▶ [Tasks to perform]:
1/ Repeat the passage on constrained initiative word for word, starting at "Constrained initiative is about" and continuing up to and including "the momentum-deficient firm.".
2/ Name every company that the passage on constrained initiative cites as a place where normal human behavior happens spontaneously.

▶ [Selected extract]:
'''

Constrained initiative is about people feeling that they cannot follow through on great ideas that they believe could create value for the firm. This perception is partly fed by the complex processes and multiple interactions that seem to feed on each other and grow inexorably in large corporations. There is a general feeling that it’s not even worth trying something that lies outside the set routine, because it is too difficult to get the resources, because it will not be rewarded or because the penalties in case of failure are too high. Self-imposed constraints of this sort become part of the culture. The morass looms.

Constrained behaviour is a waste of time and energy. Constrained initiative is a waste of lost opportunities. Such are the burdens of the momentum-deficient firm.

There is a simple, modern solution that new firms are increasingly adopting – let employees behave like normal human beings! Do not create conditions that impel employees to be two different persons at work and outside of work. Normal human behaviour happens spontaneously in companies such as Virgin, First Direct, Southwest Airlines and Google. It is not difficult. It is not about creating some special code. It is about not suppressing the rich potential of the human being. It is about recognizing that too much management hinders the potential of the individual and confines us to expensive, growth-limiting rituals.

'''

▶ [Data excerpts]:
'''

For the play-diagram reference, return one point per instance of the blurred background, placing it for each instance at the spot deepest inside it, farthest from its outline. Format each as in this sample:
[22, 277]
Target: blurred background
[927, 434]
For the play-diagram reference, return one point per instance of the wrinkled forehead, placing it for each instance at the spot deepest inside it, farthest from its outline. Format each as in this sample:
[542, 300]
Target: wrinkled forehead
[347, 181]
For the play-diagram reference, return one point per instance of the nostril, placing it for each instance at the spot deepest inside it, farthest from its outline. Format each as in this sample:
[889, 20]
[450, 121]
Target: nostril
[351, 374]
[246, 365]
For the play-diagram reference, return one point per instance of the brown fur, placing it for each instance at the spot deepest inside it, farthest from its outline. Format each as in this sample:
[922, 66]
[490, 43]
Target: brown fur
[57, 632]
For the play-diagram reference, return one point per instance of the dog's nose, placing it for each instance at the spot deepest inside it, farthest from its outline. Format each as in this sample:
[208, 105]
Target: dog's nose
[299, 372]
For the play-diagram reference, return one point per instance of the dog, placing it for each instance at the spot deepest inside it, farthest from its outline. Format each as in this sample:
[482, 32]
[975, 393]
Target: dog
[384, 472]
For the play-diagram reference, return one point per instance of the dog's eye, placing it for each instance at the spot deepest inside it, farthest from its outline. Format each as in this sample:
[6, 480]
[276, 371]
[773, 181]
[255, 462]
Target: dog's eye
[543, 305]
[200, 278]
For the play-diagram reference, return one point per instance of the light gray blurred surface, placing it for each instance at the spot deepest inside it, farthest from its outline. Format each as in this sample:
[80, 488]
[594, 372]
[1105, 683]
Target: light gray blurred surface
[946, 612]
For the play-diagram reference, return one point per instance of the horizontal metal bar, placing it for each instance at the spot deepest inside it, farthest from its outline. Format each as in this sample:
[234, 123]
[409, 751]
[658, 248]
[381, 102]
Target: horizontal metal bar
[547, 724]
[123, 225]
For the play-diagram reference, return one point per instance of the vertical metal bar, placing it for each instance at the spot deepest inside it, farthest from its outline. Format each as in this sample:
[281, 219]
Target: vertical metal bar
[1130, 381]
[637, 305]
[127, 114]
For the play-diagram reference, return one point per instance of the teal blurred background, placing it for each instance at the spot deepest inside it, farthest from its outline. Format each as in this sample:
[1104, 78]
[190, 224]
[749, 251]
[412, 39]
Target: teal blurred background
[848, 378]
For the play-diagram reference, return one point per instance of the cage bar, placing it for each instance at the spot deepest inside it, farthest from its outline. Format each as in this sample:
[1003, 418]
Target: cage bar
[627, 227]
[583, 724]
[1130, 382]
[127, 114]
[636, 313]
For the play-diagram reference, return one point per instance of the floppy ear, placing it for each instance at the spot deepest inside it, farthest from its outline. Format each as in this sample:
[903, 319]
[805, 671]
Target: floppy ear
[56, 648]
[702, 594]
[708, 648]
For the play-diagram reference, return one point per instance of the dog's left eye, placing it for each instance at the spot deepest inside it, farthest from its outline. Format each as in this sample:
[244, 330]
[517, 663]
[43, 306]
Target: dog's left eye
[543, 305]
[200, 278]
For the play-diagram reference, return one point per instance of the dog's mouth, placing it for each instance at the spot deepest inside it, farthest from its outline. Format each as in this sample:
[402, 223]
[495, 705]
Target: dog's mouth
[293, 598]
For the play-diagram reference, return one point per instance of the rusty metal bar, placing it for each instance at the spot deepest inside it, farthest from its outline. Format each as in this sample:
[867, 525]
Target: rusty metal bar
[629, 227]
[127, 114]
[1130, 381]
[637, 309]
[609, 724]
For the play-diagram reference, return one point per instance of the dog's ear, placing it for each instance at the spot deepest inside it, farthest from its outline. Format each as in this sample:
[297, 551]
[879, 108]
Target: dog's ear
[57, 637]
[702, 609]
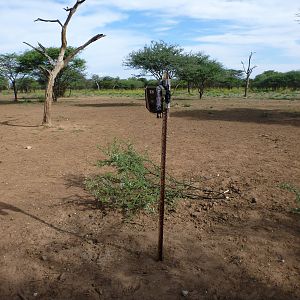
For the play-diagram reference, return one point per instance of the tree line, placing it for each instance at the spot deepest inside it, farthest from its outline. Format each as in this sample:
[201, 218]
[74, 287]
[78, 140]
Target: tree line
[25, 72]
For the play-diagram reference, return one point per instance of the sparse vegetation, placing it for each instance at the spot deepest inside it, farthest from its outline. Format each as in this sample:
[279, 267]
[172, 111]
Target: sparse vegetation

'''

▶ [Solutions per task]:
1/
Constrained initiative is about people feeling that they cannot follow through on great ideas that they believe could create value for the firm. This perception is partly fed by the complex processes and multiple interactions that seem to feed on each other and grow inexorably in large corporations. There is a general feeling that it’s not even worth trying something that lies outside the set routine, because it is too difficult to get the resources, because it will not be rewarded or because the penalties in case of failure are too high. Self-imposed constraints of this sort become part of the culture. The morass looms.

Constrained behaviour is a waste of time and energy. Constrained initiative is a waste of lost opportunities. Such are the burdens of the momentum-deficient firm.

2/
Virgin
First Direct
Southwest Airlines
Google